*What is needed*.
Repeat the passage on prayer between "There must be" and "omnipotence of God.", inclusive, replacing "beneficence" with "kindness".

*Passage to read*.
————

Every day the Christmas lists of the very small children of God are pouring in; it would be a grumpy saint indeed who could keep his face straight as he scanned the items: lots of snow for Thanksgiving, a warm sun next week for grandma's visit (she gets rheumatism so), a little dulling for the edge of my tongue, something to be done about my husband's grouches, and don't let Johnny fail again in his examination.

There must be quite a similarity to the child's Christmas list for we can licitly pray for whatever we can licitly desire; that would include all the good things of the world that do not hold us back from God. In a sense, we are turned loose in a toyland with limitless funds! We can, indeed we should, pray not only for ourselves but for others; for all those, in fact, whom we should love, even for our enemies. Prayer is the perfection of beneficence, not its weakest gesture. We make the mistake of thinking ourselves helpless, sighing that we can only pray; if the case gets really desperate we might enlist the help of the nuns. As a matter of fact, prayer is the biggest thing we can do, for prayer is one act of ours that is stripped of limitations. It shares immediately in the omnipotence of God.

During their short life with Christ the apostles made many foolish requests. They asked if they might sit on His right hand in His kingdom; if they might call down fire upon the city that did not receive them; they asked for information on the limits of forgiveness, whether it was seven times; and when they saw the sick man, they asked to be told the secret cause of his illness who had sinned, he or his parents. But all these foolish questions were compensated for by that one childishly simple demand they made of Infinite Wisdom: "Lord, teach us to pray."

The perfect prayer

As a result of that request and the graciousness of the Son of Mary we have the absolutely perfect prayer. It is a prayer of utter simplicity, familiar to every Catholic child yet inexhaustible to the deepest minds. It is the prayer we know as the "Our Father."

————

*Entries*.

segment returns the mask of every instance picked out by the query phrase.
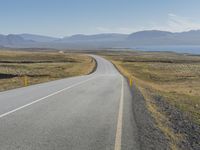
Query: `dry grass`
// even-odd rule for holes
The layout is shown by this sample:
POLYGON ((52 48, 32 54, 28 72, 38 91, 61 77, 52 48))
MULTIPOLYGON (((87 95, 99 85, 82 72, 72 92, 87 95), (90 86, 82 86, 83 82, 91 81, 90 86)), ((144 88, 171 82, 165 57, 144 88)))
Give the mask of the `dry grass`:
POLYGON ((154 95, 164 97, 191 120, 200 125, 200 57, 176 53, 115 52, 102 54, 112 60, 128 78, 132 78, 146 99, 157 126, 178 149, 182 135, 174 133, 154 95))
POLYGON ((58 52, 0 51, 0 91, 92 72, 95 61, 86 55, 58 52))

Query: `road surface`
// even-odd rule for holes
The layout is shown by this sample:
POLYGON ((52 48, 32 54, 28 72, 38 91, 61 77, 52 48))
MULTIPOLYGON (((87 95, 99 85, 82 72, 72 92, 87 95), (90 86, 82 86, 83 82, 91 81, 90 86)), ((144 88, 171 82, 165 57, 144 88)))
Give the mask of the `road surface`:
POLYGON ((0 149, 139 149, 127 82, 93 57, 93 74, 0 92, 0 149))

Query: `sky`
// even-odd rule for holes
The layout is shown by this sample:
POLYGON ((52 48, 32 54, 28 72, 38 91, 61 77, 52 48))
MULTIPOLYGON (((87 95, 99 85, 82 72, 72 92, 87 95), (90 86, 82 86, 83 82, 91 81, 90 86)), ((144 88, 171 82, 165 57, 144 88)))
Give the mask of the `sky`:
POLYGON ((200 29, 200 0, 0 0, 0 34, 200 29))

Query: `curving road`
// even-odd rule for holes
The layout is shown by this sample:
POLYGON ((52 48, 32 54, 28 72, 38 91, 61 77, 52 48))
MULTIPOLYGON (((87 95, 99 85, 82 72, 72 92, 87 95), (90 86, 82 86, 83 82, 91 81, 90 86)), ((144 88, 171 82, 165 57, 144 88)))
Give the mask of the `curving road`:
POLYGON ((93 57, 91 75, 0 92, 0 149, 139 149, 127 82, 93 57))

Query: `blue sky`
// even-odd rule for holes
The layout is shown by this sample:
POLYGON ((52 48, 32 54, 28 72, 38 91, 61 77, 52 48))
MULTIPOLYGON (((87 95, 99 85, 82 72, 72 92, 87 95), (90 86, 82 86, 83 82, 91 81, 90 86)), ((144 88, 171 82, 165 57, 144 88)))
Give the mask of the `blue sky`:
POLYGON ((0 34, 200 29, 200 0, 0 0, 0 34))

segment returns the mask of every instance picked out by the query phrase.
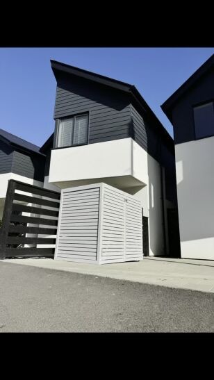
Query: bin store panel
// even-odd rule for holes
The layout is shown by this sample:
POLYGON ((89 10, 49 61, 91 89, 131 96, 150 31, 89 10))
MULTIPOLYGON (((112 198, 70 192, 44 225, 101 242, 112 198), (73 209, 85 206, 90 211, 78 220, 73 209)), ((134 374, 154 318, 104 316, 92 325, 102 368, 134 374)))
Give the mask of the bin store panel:
POLYGON ((140 201, 105 183, 63 189, 55 259, 99 264, 142 260, 140 201))

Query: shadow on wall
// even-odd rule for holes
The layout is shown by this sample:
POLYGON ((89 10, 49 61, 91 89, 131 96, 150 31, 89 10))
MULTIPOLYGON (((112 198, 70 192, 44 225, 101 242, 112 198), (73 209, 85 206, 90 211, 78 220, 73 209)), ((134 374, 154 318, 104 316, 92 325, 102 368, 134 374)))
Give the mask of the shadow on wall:
POLYGON ((150 254, 165 254, 164 229, 161 199, 161 172, 157 161, 148 155, 149 228, 150 254))
POLYGON ((181 241, 214 238, 214 138, 176 149, 181 241))

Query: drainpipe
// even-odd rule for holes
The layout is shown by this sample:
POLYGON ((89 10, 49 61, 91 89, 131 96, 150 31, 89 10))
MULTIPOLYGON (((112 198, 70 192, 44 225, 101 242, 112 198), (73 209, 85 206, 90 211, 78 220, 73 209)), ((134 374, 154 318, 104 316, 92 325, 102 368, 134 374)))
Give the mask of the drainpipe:
POLYGON ((163 216, 163 237, 164 237, 164 252, 165 254, 169 256, 169 240, 168 240, 168 224, 167 224, 167 213, 165 204, 165 167, 160 164, 160 183, 161 183, 161 204, 162 204, 162 216, 163 216))

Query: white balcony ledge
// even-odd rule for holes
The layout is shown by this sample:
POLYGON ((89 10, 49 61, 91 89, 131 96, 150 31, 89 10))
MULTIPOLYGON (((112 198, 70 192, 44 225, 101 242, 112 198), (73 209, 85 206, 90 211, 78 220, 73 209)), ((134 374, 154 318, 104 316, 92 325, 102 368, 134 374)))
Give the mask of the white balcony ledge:
POLYGON ((147 152, 131 138, 52 150, 49 183, 65 188, 100 181, 122 188, 145 186, 147 152))

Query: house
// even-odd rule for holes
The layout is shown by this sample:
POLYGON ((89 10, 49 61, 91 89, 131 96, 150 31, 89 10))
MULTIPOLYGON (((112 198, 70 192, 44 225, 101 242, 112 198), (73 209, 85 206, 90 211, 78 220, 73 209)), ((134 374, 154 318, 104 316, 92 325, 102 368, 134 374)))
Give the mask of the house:
POLYGON ((43 187, 45 162, 39 147, 0 129, 0 220, 8 181, 43 187))
POLYGON ((214 55, 161 106, 174 128, 181 257, 214 259, 214 55))
POLYGON ((45 183, 64 190, 104 183, 133 195, 148 220, 144 254, 179 255, 172 138, 135 86, 55 60, 51 65, 55 131, 40 149, 47 157, 45 183))

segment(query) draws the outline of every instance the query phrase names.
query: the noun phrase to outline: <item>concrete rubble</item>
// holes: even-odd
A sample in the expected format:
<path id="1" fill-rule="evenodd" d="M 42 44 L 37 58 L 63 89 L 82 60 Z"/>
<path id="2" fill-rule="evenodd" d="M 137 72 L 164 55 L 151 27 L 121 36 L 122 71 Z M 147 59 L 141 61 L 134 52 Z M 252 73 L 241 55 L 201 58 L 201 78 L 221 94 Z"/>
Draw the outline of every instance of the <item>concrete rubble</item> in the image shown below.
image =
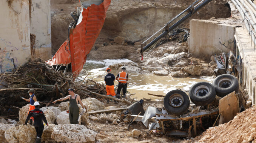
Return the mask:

————

*Solution to this exercise*.
There must be quite a similarity to the child's Christmas list for we can licitly pray for whatever we can licitly desire; that would include all the good things of the world that do not hold us back from God. In a sense, we are turned loose in a toyland with limitless funds! We can, indeed we should, pray not only for ourselves but for others; for all those, in fact, whom we should love, even for our enemies. Prayer is the perfection of kindness, not its weakest gesture. We make the mistake of thinking ourselves helpless, sighing that we can only pray; if the case gets really desperate we might enlist the help of the nuns. As a matter of fact, prayer is the biggest thing we can do, for prayer is one act of ours that is stripped of limitations. It shares immediately in the omnipotence of God.